# need advise please: Jet 708455 JJ-6OS



## Northerner (Jun 9, 2009)

*Jet 708455 JJ-6OS

is this a good jointer? is it a good one for a noob to start out with?
how much are blades for it? are they easy to sharpen?
anything else i should know about this machine?

thanks for your help!
*


----------



## firehawkmph (Apr 26, 2008)

Northerner,
I have the long bed version of this with the closed cabinet. It works well and I don't see any reason why the model you are looking at wouldn't work well also. It all depends on what you are going to be using it for. I found a price on blades for you :
http://www.etoolclub.com/index.cfm?area=shop&action=detail&IID=11844

I don't think you will be able to sharpen the knives at home unless you have the proper equipment. I would normally buy a second set and swap them out when the first set gets dull. Then you can still use your machine while the other set is out getting sharpened. I have a number of jet machines and they have all provided good service. Jet has a good reputation. I would see if you could find a local store that handles jet and do see it in person.
Mike Hawkins


----------



## knotscott (Nov 8, 2007)

It should be fine, but it's not quite the same machine as their JJCSX 6" jointer. The JJ6OS has an open stand, a 3/4hp motor, and possibly a different fence support mechanism, vs a closed stand and 1hp motor. None of those features are deal breakers, and should stil be very capable but be careful not to pay a premium for it thinking you're getting the other machine. 

It's very similar to the Delta JT360 and Steelex 6" jointer.

http://tool-corral.com/shopsite_sc/store/html/media/ST1001.jpg

http://www.coastaltool.com/a/delt/images/jt360.jpg


----------



## Northerner (Jun 9, 2009)

thanks for the info and thanks mike for the link to the new blades, thats a pretty fair price!

from the sellers pictures i have seen of this jointer, it looks in really nice shape. so am i doing good picking it up for $210??

and if i do get it, does the bed seperate from the stand? i need for it to fit in the trunk of my car (buick lesabre has a large trunk)

thanks


----------



## knotscott (Nov 8, 2007)

$210 seems like a fair "buy" price to me! Good luck! :thumbsup:


----------



## Northerner (Jun 9, 2009)

is there a better 'entry level' jointer i should be looking at?
im a partially disabled machinist and im on a very limited budget so im
slowly putting a shop together little by little and i seen this Jet jointer
for sale for several hundred off new price and i made a lowball offer for
another hundred and such off and they accepted it!

i got a good deal on a craftsman 22124 tablesaw for my first piece of equipment, then
got another good deal on a craftsman digital router and a no name belt/disc sander
for way cheaper and a hegner scroll saw for cheaper yet.

» **WRITTEN EXERCISE 1**
Reproduce everything from "is this a good" down to "for your help!" in the jointer thread, substituting "planer" for "jointer".
» **WRITTEN EXERCISE 2**
According to the jointer thread, are these true? (a) firehawkmph owns the long bed version with a closed cabinet. (b) The JJ6OS has a 1hp motor. (c) Northerner's first piece of equipment was a craftsman 22124 tablesaw.
The data has no connection to the jointer thread.

» **RECORD LIST**
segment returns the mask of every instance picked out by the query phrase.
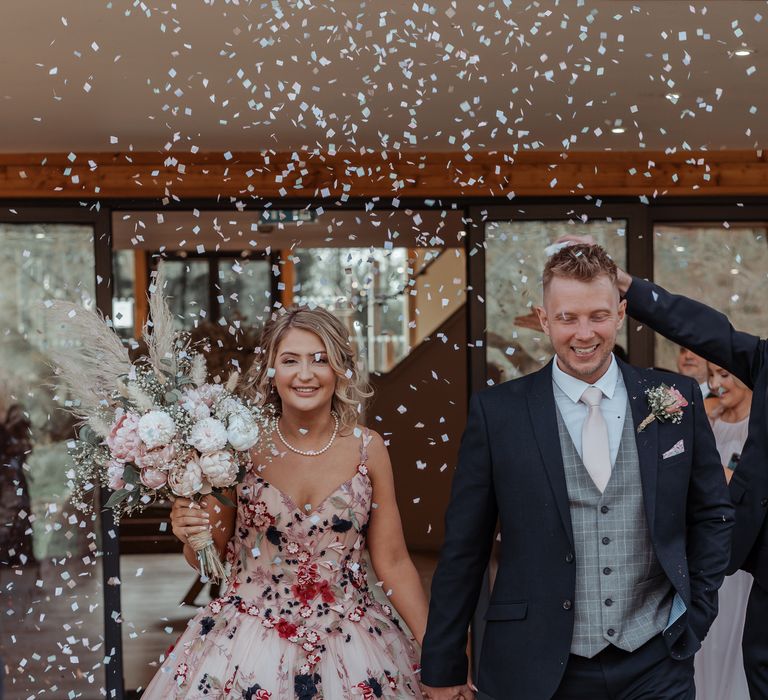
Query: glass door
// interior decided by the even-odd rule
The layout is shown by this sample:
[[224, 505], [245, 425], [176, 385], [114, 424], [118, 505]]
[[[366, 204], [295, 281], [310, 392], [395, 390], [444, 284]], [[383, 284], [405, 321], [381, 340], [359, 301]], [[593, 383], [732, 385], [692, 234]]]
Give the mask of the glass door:
[[51, 351], [72, 341], [46, 316], [55, 299], [110, 311], [108, 257], [99, 252], [108, 250], [108, 223], [56, 209], [1, 218], [0, 695], [97, 698], [114, 689], [119, 698], [110, 522], [70, 502], [76, 425], [61, 408]]
[[[716, 308], [738, 330], [764, 333], [768, 327], [765, 224], [657, 223], [653, 234], [655, 282]], [[655, 335], [657, 366], [678, 371], [679, 354], [677, 345]]]

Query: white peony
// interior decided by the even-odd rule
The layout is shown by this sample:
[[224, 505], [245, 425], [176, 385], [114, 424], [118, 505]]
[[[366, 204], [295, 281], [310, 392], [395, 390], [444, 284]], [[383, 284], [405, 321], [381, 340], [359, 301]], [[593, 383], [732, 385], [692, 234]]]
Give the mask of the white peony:
[[176, 424], [165, 411], [149, 411], [139, 419], [139, 437], [151, 450], [167, 445], [176, 435]]
[[247, 411], [231, 413], [227, 420], [229, 444], [239, 452], [251, 449], [259, 439], [259, 427]]
[[188, 442], [200, 454], [216, 452], [227, 444], [227, 428], [220, 420], [203, 418], [192, 426]]
[[219, 418], [226, 418], [232, 413], [242, 413], [246, 410], [242, 402], [234, 396], [227, 396], [216, 404], [216, 415]]
[[191, 498], [203, 489], [203, 470], [192, 459], [185, 467], [176, 467], [168, 475], [168, 485], [177, 496]]
[[184, 389], [181, 407], [195, 420], [209, 418], [211, 407], [223, 391], [224, 387], [220, 384], [203, 384], [194, 389]]
[[226, 450], [203, 455], [198, 461], [211, 486], [226, 488], [232, 486], [237, 478], [237, 464], [232, 459], [232, 454]]

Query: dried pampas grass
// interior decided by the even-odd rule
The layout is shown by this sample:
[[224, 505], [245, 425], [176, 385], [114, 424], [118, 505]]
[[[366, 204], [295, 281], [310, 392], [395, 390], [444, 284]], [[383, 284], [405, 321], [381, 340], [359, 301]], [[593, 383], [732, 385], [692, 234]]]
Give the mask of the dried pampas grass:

» **TASK RESPONSE 1**
is this a good planer? is it a good one for a noob to start out with?
how much are blades for it? are they easy to sharpen?
anything else i should know about this machine?

thanks for your help!

» **TASK RESPONSE 2**
(a) Yes: "I have the long bed version of this with the closed cabinet."
(b) No: "The JJ6OS has an open stand, a 3/4hp motor"
(c) Yes: "i got a good deal on a craftsman 22124 tablesaw for my first piece of equipment"